__Dataset items__.
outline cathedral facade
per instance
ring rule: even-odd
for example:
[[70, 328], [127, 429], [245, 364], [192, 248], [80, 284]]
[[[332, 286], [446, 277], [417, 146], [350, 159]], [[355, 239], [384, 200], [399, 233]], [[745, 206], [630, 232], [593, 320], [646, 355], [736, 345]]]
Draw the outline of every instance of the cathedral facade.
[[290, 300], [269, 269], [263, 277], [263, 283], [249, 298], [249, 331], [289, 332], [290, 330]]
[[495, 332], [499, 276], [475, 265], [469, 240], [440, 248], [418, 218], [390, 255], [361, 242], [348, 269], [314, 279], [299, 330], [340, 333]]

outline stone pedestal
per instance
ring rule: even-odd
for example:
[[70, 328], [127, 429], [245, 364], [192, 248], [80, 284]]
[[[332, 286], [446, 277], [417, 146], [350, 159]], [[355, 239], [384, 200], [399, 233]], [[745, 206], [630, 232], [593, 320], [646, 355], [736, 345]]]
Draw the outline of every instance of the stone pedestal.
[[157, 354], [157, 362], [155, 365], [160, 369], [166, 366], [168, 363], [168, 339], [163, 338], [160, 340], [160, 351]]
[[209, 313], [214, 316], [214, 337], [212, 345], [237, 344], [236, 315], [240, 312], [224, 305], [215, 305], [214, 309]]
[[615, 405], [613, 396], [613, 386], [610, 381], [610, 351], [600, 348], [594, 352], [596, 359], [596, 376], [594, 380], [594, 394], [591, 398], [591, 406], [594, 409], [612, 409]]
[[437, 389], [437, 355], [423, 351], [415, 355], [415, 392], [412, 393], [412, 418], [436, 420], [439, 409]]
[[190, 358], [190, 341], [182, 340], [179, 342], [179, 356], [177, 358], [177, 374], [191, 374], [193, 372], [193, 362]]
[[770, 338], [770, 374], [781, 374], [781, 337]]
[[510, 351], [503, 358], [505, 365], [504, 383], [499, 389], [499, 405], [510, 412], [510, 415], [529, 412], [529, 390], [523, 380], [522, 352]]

__The request__. Rewrite every line of the items above as a JSON array of strings, with one string per line and blank lines omitted.

__Exercise response__.
[
  "outline cathedral facade",
  "per instance",
  "ring rule: even-odd",
  "for example:",
  "[[70, 328], [127, 429], [245, 364], [192, 248], [80, 284]]",
  "[[[332, 286], [446, 277], [417, 146], [350, 159]], [[355, 239], [384, 200], [399, 233]], [[745, 206], [630, 232], [593, 320], [646, 355], [736, 345]]]",
  "Draw the outline of every instance of the cathedral facade.",
  "[[290, 300], [269, 269], [263, 277], [263, 283], [249, 298], [249, 331], [289, 332], [290, 330]]",
  "[[495, 332], [499, 276], [475, 265], [469, 240], [440, 248], [418, 218], [390, 255], [361, 242], [348, 269], [314, 279], [299, 330], [340, 333]]",
  "outline stone pedestal",
  "per instance",
  "ring rule: even-odd",
  "for example:",
  "[[70, 328], [127, 429], [245, 364], [192, 248], [80, 284]]",
  "[[[332, 286], [446, 277], [417, 146], [350, 159]], [[355, 239], [384, 200], [399, 233]], [[745, 206], [630, 232], [593, 320], [646, 355], [736, 345]]]",
  "Draw the outline of every instance of the stone pedestal.",
  "[[157, 354], [157, 362], [155, 365], [160, 369], [166, 366], [168, 363], [168, 339], [163, 338], [160, 340], [160, 351]]",
  "[[209, 313], [214, 316], [214, 337], [212, 345], [237, 344], [236, 315], [240, 312], [224, 305], [215, 305], [214, 309]]",
  "[[615, 405], [613, 396], [613, 386], [610, 381], [610, 351], [600, 348], [594, 352], [596, 359], [596, 376], [594, 380], [594, 394], [591, 398], [591, 406], [594, 409], [612, 409]]",
  "[[437, 389], [437, 355], [423, 351], [415, 355], [415, 392], [412, 393], [412, 418], [436, 420], [439, 409]]",
  "[[190, 358], [190, 341], [182, 340], [179, 342], [179, 356], [177, 358], [177, 374], [191, 374], [193, 372], [193, 362]]",
  "[[770, 338], [770, 374], [781, 374], [781, 337]]",
  "[[510, 351], [503, 358], [505, 365], [504, 383], [499, 389], [499, 405], [510, 412], [510, 415], [529, 412], [529, 390], [523, 380], [522, 352]]"
]